Text shown:
******
# Mississippi Magic



## Catfish (Mar 8, 2011)

My fiancee and I bottled our first wine tonight. It is from locally grown concord grapes. I just wanted to say thanks to "Goodfella" from this website. He created my labels and even printed them out and mailed them to me. Free of charge. Talk about an awesome thing to do. Here is the finished product. 20 bottles will be served at our wedding reception.


----------



## Flem (Mar 8, 2011)

"Hats off" to Goodfella and congratulations to you and your bride (to be).


----------



## Wade E (Mar 8, 2011)

Joel is a great guy, Ive had the pleasure of meeting him in my own house so I can attest to everything said. Great job to both of you. Hopefully you send him a bottle in payback. Congrats on the proposal!


----------



## winemaker_3352 (Mar 8, 2011)

Very nice!!!

It is always gratifying to see the finished product!!
******
Required work:
a – From the wine-bottling thread, copy the passage between "## Catfish (Mar" and "bride (to be).", inclusive.
b – Answer these questions from the wine-bottling thread:
(i) What kind of grapes was the first wine made from?
(ii) How many bottles will be served at the wedding reception?
(iii) According to winemaker_3352, what is always gratifying to see?
c – Go on with the wine-bottling thread, picking up after its final post.

Object pointing dataset rows:
******
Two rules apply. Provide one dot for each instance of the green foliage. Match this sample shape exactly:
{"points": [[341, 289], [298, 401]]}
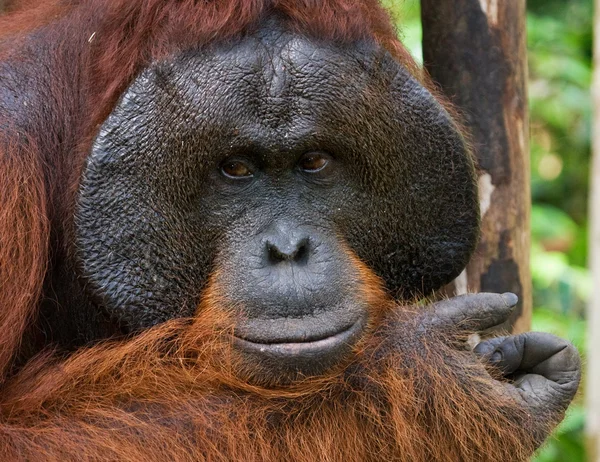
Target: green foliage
{"points": [[560, 54]]}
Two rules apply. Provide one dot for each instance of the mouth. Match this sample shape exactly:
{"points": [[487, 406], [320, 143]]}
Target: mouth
{"points": [[311, 348]]}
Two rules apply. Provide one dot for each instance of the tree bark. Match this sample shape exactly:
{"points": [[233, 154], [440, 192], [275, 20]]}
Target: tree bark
{"points": [[593, 363], [476, 51]]}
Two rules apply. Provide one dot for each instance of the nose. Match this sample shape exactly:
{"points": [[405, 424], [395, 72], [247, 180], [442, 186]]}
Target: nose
{"points": [[291, 247]]}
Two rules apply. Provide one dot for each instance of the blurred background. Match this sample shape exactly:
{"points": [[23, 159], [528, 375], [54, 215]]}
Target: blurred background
{"points": [[560, 74]]}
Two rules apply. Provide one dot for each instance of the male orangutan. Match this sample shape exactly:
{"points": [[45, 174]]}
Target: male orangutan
{"points": [[215, 220]]}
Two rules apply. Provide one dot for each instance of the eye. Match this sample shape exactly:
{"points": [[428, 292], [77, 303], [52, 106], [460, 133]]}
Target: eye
{"points": [[236, 169], [313, 162]]}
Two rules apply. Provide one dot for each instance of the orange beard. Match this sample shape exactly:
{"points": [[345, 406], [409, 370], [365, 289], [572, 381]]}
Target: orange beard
{"points": [[175, 393]]}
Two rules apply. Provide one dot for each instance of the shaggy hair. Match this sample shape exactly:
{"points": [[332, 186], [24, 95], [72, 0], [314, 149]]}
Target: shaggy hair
{"points": [[178, 391]]}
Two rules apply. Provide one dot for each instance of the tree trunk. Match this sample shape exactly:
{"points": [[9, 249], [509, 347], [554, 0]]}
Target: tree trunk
{"points": [[476, 51], [593, 363]]}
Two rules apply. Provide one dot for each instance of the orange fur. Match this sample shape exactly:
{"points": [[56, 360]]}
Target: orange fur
{"points": [[179, 391]]}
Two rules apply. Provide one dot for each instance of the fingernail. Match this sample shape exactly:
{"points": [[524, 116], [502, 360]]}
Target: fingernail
{"points": [[510, 298]]}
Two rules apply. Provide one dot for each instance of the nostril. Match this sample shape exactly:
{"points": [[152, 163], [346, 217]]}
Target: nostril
{"points": [[288, 251]]}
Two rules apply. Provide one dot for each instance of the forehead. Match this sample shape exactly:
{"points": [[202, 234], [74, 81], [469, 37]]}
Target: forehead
{"points": [[271, 79]]}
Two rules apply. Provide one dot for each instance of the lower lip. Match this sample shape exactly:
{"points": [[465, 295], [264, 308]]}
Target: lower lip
{"points": [[346, 337]]}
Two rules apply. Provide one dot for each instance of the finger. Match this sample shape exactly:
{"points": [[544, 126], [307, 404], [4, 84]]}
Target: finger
{"points": [[485, 348], [533, 352], [548, 368], [473, 312]]}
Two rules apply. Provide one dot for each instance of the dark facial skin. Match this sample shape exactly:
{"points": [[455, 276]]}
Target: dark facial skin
{"points": [[268, 159]]}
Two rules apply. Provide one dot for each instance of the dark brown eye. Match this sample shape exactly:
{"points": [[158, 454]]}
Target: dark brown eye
{"points": [[313, 162], [236, 169]]}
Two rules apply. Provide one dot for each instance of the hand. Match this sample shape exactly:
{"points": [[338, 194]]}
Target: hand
{"points": [[541, 370]]}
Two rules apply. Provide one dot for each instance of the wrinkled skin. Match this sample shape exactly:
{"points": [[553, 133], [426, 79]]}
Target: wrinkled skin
{"points": [[541, 371], [267, 167]]}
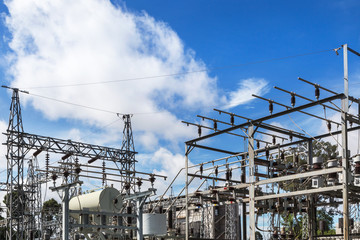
******
Task-by-task results:
a –
## Catfish (Mar 8, 2011)

My fiancee and I bottled our first wine tonight. It is from locally grown concord grapes. I just wanted to say thanks to "Goodfella" from this website. He created my labels and even printed them out and mailed them to me. Free of charge. Talk about an awesome thing to do. Here is the finished product. 20 bottles will be served at our wedding reception.


----------



## Flem (Mar 8, 2011)

"Hats off" to Goodfella and congratulations to you and your bride (to be).

b –
(i) Locally grown concord grapes.
(ii) 20 bottles.
(iii) The finished product.

c –
----------



## Runningwolf (Mar 8, 2011)

Joel is the man! Beautiful label. Good luck to you and the future bride!


----------



## JordanPond (Mar 8, 2011)

That is a really cool label. Congratulations to you and your fiance.


----------



## ibglowin (Mar 8, 2011)

"He really is a good fella. He's one of us!

Congrats all the way around.


----------



## JordanPond (Mar 8, 2011)

Question about making a black label. Is that black label stock or was that printed on a white label?


----------



## Catfish (Mar 8, 2011)

Thanks everyone. Yes he is a great guy. He refuses anything in return but I'll pay him back one way or another. We are very happy with his work.


----------



## Minnesotamaker (Mar 8, 2011)

Catfish said:


> Thanks everyone. Yes he is a great guy. He refuses anything in return but I'll pay him back one way or another. We are very happy with his work.



You'll have to name your first child "Goodfella". Hope it's a boy.


----------



## mxsteve625 (Mar 9, 2011)

That is a really cool label. I like the fish hook and ring. Congrates and enjoy your wedding. There is nothing better than making homemade wine for weddings. I did that for my daughters wedding. Many other folks on this forum did the same thing with GREAT results.


----------



## Catfish (Mar 9, 2011)

Thank you.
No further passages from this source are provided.